#### [The request]
Can you rewrite the records from the line with "A point falls on each instance of the round metal" through the end of the records, changing "manhole" to "drain cover" and keeping everything else the same?

▬▬▬▬▬▬

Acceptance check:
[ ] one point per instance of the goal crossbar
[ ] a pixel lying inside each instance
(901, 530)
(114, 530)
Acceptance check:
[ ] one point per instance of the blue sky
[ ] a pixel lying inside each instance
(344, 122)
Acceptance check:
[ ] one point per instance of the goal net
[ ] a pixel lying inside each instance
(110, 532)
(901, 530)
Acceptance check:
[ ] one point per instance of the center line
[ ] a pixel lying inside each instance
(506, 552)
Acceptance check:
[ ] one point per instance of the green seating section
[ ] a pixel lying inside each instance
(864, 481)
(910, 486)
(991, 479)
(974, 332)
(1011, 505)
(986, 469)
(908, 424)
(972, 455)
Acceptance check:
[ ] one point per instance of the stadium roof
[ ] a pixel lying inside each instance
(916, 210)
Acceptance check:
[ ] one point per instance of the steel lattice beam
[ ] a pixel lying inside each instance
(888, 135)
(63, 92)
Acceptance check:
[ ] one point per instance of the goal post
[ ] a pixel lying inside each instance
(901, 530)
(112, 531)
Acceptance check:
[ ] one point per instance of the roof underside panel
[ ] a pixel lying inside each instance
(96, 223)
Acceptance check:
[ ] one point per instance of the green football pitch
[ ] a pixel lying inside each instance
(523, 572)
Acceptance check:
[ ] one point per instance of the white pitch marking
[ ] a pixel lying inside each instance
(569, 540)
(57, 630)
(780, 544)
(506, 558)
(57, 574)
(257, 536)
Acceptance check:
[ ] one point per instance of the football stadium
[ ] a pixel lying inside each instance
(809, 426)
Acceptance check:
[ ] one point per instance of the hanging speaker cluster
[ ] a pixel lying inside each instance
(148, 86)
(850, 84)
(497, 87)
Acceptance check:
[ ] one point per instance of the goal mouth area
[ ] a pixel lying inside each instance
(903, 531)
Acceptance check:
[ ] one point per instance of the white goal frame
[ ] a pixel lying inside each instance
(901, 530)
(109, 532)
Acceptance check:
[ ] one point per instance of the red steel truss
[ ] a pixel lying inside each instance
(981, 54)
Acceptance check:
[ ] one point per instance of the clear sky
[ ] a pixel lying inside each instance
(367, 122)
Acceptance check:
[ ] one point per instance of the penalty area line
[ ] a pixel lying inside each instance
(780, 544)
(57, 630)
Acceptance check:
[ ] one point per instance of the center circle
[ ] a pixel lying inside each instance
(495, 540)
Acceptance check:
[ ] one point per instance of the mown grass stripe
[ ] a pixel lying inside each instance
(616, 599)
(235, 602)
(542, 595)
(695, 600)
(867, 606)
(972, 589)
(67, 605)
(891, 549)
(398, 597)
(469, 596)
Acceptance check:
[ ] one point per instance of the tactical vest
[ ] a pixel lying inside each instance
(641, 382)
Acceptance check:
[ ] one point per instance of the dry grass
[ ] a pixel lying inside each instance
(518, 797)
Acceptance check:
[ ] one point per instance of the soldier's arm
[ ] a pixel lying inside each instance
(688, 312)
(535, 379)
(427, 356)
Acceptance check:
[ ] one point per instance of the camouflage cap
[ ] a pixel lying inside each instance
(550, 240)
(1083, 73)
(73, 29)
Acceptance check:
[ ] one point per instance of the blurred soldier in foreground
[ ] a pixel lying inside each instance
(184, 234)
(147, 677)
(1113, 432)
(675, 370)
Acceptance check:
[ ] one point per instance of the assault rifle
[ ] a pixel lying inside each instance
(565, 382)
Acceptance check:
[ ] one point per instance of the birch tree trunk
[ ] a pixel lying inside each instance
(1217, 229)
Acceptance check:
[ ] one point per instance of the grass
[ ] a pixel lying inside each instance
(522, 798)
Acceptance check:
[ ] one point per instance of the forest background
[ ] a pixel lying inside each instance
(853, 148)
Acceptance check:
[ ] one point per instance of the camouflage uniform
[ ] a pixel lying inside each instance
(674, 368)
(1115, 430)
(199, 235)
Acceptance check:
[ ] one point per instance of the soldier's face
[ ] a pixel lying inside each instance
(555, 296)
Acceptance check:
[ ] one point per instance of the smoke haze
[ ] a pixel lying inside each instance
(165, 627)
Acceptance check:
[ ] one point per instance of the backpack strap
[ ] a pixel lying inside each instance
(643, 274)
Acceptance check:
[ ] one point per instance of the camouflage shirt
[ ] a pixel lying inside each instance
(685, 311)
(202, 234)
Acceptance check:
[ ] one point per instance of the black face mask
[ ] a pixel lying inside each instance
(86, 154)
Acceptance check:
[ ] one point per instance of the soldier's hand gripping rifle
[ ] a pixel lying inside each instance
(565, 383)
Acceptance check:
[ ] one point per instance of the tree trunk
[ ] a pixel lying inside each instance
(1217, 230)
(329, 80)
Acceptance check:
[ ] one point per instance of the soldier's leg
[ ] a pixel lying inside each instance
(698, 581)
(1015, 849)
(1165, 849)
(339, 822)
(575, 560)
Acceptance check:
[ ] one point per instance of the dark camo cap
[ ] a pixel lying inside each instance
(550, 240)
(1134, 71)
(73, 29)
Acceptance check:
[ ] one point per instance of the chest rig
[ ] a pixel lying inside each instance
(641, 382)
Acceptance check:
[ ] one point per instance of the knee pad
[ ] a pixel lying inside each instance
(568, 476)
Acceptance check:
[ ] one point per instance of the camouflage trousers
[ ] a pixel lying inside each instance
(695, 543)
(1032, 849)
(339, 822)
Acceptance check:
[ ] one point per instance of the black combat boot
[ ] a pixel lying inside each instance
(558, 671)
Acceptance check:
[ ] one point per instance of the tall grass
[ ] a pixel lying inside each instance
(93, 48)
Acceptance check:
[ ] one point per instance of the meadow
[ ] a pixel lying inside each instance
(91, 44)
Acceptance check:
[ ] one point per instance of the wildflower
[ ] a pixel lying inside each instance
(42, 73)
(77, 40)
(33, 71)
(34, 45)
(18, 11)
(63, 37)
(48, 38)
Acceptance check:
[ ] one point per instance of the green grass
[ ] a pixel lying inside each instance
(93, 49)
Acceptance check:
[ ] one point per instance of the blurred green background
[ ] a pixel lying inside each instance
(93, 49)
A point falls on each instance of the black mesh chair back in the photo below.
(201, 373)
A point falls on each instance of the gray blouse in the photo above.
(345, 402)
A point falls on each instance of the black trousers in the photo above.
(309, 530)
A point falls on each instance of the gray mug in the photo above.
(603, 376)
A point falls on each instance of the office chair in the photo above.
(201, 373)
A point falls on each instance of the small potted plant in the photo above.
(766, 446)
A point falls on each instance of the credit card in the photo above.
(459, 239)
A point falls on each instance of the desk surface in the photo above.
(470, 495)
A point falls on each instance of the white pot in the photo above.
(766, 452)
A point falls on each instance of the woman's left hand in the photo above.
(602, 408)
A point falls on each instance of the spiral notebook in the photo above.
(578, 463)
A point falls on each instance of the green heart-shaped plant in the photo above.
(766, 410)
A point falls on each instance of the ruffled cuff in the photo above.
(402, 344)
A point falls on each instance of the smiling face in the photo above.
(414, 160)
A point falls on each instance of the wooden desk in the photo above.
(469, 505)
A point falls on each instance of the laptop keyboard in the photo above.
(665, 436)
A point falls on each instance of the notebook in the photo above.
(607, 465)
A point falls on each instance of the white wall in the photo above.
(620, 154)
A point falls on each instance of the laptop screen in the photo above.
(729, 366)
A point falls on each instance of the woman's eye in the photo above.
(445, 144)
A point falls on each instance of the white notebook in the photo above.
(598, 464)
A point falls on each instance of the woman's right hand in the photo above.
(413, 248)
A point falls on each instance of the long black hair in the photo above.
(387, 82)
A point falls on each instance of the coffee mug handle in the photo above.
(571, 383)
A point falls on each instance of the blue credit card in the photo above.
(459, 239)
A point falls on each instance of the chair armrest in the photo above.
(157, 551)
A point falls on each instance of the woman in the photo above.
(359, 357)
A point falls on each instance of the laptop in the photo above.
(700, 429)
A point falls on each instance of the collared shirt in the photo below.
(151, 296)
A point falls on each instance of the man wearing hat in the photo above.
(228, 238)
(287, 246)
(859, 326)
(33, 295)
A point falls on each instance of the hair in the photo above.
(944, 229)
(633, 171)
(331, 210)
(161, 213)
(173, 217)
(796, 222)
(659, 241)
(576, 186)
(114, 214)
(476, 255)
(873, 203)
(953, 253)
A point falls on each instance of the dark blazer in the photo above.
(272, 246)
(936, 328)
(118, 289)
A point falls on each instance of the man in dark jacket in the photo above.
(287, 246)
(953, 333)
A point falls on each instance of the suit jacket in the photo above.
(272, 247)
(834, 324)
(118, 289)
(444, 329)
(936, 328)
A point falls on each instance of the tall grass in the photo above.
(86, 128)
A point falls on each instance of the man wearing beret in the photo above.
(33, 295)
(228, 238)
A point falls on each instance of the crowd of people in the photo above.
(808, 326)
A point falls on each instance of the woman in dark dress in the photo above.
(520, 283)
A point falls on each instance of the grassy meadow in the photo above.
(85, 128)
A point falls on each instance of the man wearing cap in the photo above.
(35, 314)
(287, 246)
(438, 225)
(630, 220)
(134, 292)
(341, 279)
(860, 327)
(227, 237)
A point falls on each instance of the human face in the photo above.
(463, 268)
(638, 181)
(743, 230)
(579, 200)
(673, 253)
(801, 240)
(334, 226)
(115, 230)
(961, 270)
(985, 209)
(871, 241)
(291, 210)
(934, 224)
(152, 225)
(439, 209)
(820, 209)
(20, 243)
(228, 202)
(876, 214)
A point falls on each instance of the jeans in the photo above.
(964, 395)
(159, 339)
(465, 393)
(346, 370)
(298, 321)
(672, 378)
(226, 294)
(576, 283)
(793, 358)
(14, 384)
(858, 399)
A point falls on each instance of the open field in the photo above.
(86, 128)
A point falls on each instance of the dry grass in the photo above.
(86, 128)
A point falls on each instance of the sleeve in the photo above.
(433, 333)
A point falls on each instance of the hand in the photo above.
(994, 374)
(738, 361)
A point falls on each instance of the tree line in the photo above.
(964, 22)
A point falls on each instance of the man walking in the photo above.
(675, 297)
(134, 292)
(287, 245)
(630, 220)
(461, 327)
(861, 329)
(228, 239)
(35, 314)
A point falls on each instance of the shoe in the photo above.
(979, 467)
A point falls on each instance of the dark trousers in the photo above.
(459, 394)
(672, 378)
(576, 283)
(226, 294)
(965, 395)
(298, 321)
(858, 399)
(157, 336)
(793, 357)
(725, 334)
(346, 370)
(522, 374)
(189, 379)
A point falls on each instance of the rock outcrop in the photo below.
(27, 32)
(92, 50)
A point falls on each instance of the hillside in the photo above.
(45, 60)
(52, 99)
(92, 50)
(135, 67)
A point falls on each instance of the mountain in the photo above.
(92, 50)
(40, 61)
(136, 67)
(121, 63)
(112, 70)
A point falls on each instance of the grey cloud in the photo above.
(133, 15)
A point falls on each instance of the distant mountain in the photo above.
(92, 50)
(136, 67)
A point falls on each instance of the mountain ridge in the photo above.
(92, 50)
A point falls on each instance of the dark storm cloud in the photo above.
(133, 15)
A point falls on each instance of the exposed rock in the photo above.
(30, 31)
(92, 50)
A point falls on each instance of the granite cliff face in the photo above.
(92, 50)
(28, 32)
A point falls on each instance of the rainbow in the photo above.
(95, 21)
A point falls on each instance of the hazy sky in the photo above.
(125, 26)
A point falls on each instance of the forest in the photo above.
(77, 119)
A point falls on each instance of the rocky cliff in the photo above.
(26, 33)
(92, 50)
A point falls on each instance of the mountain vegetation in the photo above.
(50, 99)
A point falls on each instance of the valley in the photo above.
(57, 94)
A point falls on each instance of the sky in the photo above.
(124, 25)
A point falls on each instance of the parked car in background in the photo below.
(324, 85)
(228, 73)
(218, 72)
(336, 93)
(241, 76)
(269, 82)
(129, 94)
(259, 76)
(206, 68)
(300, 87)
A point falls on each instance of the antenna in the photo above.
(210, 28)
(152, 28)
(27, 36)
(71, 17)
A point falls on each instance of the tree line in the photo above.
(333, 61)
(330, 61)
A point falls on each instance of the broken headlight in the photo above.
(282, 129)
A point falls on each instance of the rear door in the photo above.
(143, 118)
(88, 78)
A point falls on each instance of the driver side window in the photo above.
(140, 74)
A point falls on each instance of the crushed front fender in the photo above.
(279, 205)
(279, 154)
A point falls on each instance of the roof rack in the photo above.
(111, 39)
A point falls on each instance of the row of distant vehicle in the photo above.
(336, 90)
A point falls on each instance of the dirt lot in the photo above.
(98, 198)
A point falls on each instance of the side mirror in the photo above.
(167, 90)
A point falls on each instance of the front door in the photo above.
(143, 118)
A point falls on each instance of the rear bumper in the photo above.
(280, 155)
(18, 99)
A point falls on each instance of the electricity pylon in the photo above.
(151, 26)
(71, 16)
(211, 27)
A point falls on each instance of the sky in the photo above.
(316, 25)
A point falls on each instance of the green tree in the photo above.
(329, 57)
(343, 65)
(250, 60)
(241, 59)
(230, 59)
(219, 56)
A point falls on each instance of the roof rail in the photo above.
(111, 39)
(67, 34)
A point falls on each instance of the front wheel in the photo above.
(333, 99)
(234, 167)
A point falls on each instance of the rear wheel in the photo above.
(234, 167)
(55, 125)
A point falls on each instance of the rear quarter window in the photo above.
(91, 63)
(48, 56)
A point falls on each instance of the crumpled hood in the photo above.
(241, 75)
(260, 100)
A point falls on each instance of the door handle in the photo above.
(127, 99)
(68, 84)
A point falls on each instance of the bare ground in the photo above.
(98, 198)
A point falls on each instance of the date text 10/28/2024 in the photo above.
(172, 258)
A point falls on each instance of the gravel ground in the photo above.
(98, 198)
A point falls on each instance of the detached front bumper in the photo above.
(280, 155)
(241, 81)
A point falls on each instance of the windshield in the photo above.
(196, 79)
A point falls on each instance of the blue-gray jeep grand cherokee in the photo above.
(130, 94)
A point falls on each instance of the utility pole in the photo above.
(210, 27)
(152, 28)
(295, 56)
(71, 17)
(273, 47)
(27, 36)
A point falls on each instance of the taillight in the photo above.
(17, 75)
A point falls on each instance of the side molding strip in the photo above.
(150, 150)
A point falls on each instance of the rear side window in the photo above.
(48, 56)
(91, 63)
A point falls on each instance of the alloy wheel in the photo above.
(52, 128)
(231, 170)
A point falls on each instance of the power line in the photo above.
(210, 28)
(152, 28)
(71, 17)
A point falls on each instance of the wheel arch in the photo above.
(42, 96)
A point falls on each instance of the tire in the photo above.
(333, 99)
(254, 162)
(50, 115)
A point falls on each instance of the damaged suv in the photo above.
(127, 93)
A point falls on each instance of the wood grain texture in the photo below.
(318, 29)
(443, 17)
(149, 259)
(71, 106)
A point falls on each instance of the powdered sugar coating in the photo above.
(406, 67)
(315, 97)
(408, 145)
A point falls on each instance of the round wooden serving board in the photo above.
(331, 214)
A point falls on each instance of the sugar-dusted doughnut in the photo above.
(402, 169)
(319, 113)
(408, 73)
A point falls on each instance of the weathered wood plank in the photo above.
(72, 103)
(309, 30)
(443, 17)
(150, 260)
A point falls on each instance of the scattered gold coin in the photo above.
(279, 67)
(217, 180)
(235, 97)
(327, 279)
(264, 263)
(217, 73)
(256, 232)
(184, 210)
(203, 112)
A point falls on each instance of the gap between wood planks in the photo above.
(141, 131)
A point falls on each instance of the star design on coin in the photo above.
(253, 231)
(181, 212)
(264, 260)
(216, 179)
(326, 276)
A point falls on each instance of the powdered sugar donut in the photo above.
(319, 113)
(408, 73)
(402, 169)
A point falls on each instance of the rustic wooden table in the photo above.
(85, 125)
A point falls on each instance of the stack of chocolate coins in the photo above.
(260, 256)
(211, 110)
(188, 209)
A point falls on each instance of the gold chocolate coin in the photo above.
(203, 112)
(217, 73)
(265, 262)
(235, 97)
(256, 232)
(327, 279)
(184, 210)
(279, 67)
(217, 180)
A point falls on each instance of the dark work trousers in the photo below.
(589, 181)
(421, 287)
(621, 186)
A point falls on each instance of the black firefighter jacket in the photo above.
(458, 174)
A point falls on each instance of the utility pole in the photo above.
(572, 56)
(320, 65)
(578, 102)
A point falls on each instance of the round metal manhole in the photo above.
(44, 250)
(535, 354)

▬▬▬▬▬▬

#### [Output for this exercise]
A point falls on each instance of the round metal drain cover in the photo above.
(44, 250)
(535, 354)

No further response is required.